===== Texto fuente =====

Por JOSE PABLO FEINMANNDesearía iniciar este ensayito sobre las películas de ladrones con una frase como la que sigue: “En un país de ladrones, nada más fácil que escribir sobre los ladrones”. Dudo, no obstante. Sería politizar la cuestión de un modo demasiado abrupto. Comprendo –y, sin duda, también ustedes comprenden– que en este país (o en lo que de él queda) no se puede escribir sobre ladrones sin escribir sobre la despiadada langosta que nos arrasó durante los últimos años. Porque si en algún lugar del mundo se afanaron todo, es aquí. ¿Cómo clasificar a este tipo de ladrones? No hay muchas películas sobre ellos. Son recientes. No tienen el linaje que los otros ladrones tienen. Hay, en el cine, dos tipos de ladrones: 1) los de guante blanco; 2) los de guante sucio. Y los hay de un tercer tipo: los ladrones de mierda. No digan que no: ya adivinaron quiénes pertenecen a esa categoría. Ellos, la alegre, impune banda de la codicia sin fin. El cine y la Justicia les deben algo. El cine, una película; la Justicia, el castigo. Me temo que tendrán la película, que no tendrán el castigo y que la película tendrá –para ellos– final feliz. Puede que no, pero me temo que sí. 
 
 

Ladrones de guante sucio Los ladrones de guante sucio se definen a partir de su relación con los de guante blanco. Para entendernos: creo que no existe la expresión ladrones de guante sucio. Si no fuera porque ya todo fue inventado diría que la inventé yo. Existe, sí, la expresión ladrones de guante blanco. Son esos tipos finos que roban para explicitar su inteligencia, para darle un sentido de elegante emoción a sus vidas, para conquistar mujeres hermosas, para burlar una ley o un orden al que secretamente respetan, ya que no desean alterarlo ni trastRocarlo, sino meramente jugar con él, eludirlo de a ratos, disfrutarlo casi siempre. Sus existencias son serenas. No conocen los extremos. Y lo que menos conocen es ese estado del alma que define a los otros ladrones, a los de guante sucio: la desesperación, el todo o nada. Los de guante blanco roban joyas porque las aman, no porque las necesiten. Visten exquisitamente, aman la vida, el buen alcohol y las mujeres inalcanzables. Son seductores, no desesperados. Los ladrones de guante sucio conocen los extremos. Conocen la cárcel, la humillación, los fondos bajos. No son ricos (los otros, los de guante blanco, son casi siempre ricos y roban no para salir del abismo, sino para no aburrirse), no conocen el mundo de los placeres suntuosos, sólo quieren desprenderse, de una vez para la eternidad, de un salto (el robo es, siempre, un salto para los ladrones de guante sucio; un salto, veremos, trágico y mortal) del espacio sórdido en que sus existencias transcurren.

===== Información proporcionada =====

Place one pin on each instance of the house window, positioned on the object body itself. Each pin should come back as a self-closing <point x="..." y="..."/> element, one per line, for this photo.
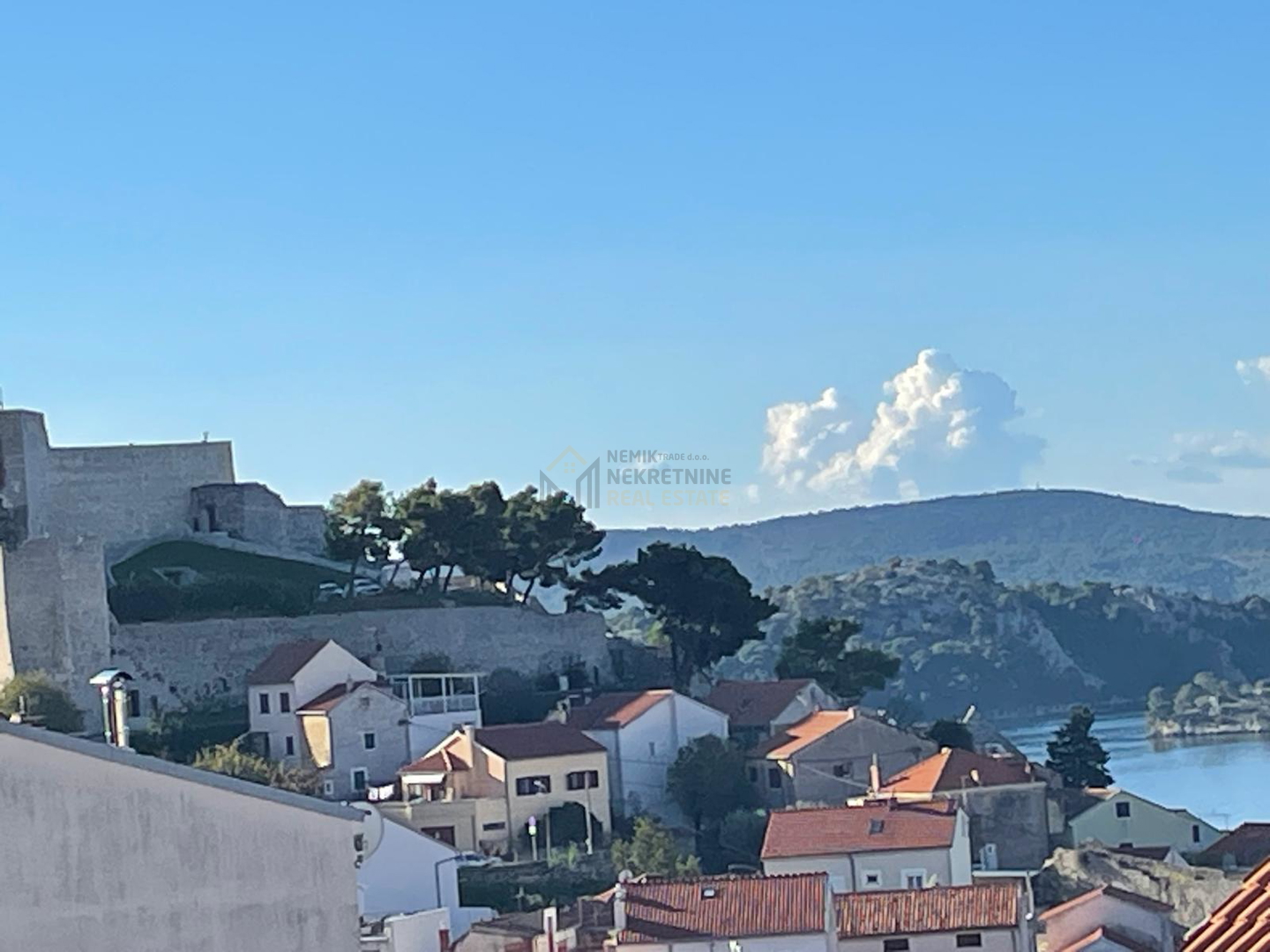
<point x="530" y="786"/>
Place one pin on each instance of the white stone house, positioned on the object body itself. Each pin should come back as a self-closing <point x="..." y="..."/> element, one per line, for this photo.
<point x="643" y="733"/>
<point x="120" y="852"/>
<point x="1110" y="919"/>
<point x="987" y="917"/>
<point x="1117" y="818"/>
<point x="884" y="845"/>
<point x="755" y="914"/>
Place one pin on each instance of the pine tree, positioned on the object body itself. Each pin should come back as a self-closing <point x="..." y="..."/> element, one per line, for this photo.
<point x="1076" y="755"/>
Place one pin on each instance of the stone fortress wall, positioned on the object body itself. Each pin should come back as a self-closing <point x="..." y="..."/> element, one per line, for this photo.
<point x="75" y="508"/>
<point x="176" y="661"/>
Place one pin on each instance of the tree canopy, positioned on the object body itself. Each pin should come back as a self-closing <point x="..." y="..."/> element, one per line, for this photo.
<point x="233" y="761"/>
<point x="41" y="701"/>
<point x="652" y="851"/>
<point x="819" y="649"/>
<point x="1076" y="755"/>
<point x="705" y="607"/>
<point x="707" y="779"/>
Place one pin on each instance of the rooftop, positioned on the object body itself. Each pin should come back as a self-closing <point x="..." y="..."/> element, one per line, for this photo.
<point x="807" y="732"/>
<point x="1114" y="893"/>
<point x="954" y="770"/>
<point x="940" y="909"/>
<point x="755" y="703"/>
<point x="724" y="908"/>
<point x="615" y="710"/>
<point x="1241" y="923"/>
<point x="285" y="661"/>
<point x="525" y="741"/>
<point x="855" y="829"/>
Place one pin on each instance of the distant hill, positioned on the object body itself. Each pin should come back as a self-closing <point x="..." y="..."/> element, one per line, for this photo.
<point x="1064" y="536"/>
<point x="967" y="637"/>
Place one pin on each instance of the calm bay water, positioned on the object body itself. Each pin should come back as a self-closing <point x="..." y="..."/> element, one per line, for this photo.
<point x="1222" y="779"/>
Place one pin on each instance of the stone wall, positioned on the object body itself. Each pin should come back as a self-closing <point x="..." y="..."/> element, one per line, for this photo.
<point x="176" y="661"/>
<point x="54" y="614"/>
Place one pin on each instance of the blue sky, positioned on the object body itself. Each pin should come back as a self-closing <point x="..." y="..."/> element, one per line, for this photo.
<point x="449" y="240"/>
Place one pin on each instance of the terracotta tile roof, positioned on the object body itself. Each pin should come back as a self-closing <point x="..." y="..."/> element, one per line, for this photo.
<point x="1110" y="934"/>
<point x="1249" y="844"/>
<point x="799" y="735"/>
<point x="859" y="829"/>
<point x="615" y="710"/>
<point x="1241" y="923"/>
<point x="755" y="703"/>
<point x="724" y="908"/>
<point x="283" y="661"/>
<point x="940" y="909"/>
<point x="524" y="741"/>
<point x="437" y="762"/>
<point x="952" y="768"/>
<point x="1114" y="893"/>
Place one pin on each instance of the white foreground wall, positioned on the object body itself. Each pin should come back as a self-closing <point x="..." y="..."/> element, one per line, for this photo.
<point x="117" y="852"/>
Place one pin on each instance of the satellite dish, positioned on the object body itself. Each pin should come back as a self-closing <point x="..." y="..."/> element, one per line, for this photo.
<point x="372" y="829"/>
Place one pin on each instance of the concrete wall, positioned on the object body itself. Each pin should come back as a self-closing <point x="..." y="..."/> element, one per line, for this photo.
<point x="116" y="859"/>
<point x="54" y="614"/>
<point x="176" y="660"/>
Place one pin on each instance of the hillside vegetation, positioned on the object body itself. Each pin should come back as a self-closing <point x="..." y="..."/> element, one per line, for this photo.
<point x="1029" y="536"/>
<point x="964" y="636"/>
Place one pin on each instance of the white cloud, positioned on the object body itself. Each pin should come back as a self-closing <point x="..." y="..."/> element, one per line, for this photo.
<point x="1255" y="369"/>
<point x="793" y="435"/>
<point x="940" y="429"/>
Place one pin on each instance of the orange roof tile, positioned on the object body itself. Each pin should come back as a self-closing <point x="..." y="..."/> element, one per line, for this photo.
<point x="940" y="909"/>
<point x="952" y="768"/>
<point x="807" y="732"/>
<point x="855" y="829"/>
<point x="1241" y="923"/>
<point x="724" y="908"/>
<point x="615" y="710"/>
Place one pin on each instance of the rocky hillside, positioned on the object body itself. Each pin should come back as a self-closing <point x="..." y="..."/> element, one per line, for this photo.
<point x="1027" y="536"/>
<point x="967" y="637"/>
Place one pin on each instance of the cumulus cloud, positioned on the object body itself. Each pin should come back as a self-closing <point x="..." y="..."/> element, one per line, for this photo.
<point x="1200" y="456"/>
<point x="794" y="430"/>
<point x="940" y="429"/>
<point x="1258" y="369"/>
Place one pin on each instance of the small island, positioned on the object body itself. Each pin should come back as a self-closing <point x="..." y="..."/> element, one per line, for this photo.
<point x="1209" y="704"/>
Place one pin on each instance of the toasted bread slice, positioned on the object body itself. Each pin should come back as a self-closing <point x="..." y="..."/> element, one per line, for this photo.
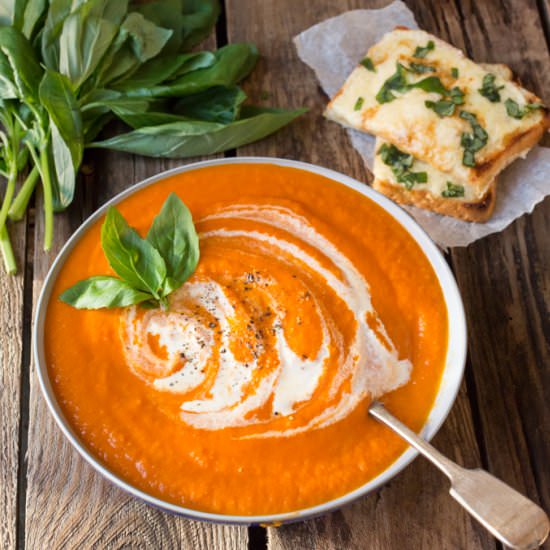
<point x="397" y="112"/>
<point x="431" y="193"/>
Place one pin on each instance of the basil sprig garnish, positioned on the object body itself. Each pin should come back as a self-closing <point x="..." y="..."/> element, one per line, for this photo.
<point x="515" y="111"/>
<point x="149" y="269"/>
<point x="398" y="83"/>
<point x="474" y="141"/>
<point x="446" y="107"/>
<point x="401" y="164"/>
<point x="420" y="68"/>
<point x="453" y="190"/>
<point x="489" y="90"/>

=====

■ Objetivo del ejercicio
Prolonga el ensayo sobre las películas de ladrones a partir de su última oración.

■ La respuesta
Para mí, la gran película sobre ladrones de guante sucio la filmó Jules Dassin y es Rififi. Algunos, tal vez con razón, sugieren que rififi quiere decir lío, problema, en el argot francés. Quien tuvo problemas en Estados Unidos fue Jules Dassin, que nació en 1911 y en 1947 filmó su primera gran película: Brute Force (Entre rejas, acaba de ser editada por Epoca). Después hizo La ciudad desnuda (1948) y en 1950 viajó a Londres para filmar Night and the city (Siniestra obsesión, ¿cuándo la editan, qué están esperando?) En Londres, Dassin se entera de una mala nueva: el brutal senador McCarthy quiere su cabeza. Él decide quedarse en Europa y será en Francia, en 1954, cuando habrá de filmar Rififi. (Ya que estamos: ¿qué espera la Academia de Hollywood para darle un Oscar honorario a Dassin? Estuve de acuerdo con el Oscar al delator Kazan porque creo que el director de Nido de ratas y Al Este del paraíso merece todos los premios que quieran darle. Pero, ya que premian a los delatores, ¿por qué no premian al perseguido Dassin? ¿O es cinematográficamente menos que Kazan? ¿O todo se deberá a que no anda por Hollywood y no tiene un Scorsese o un De Niro que lo defienda?)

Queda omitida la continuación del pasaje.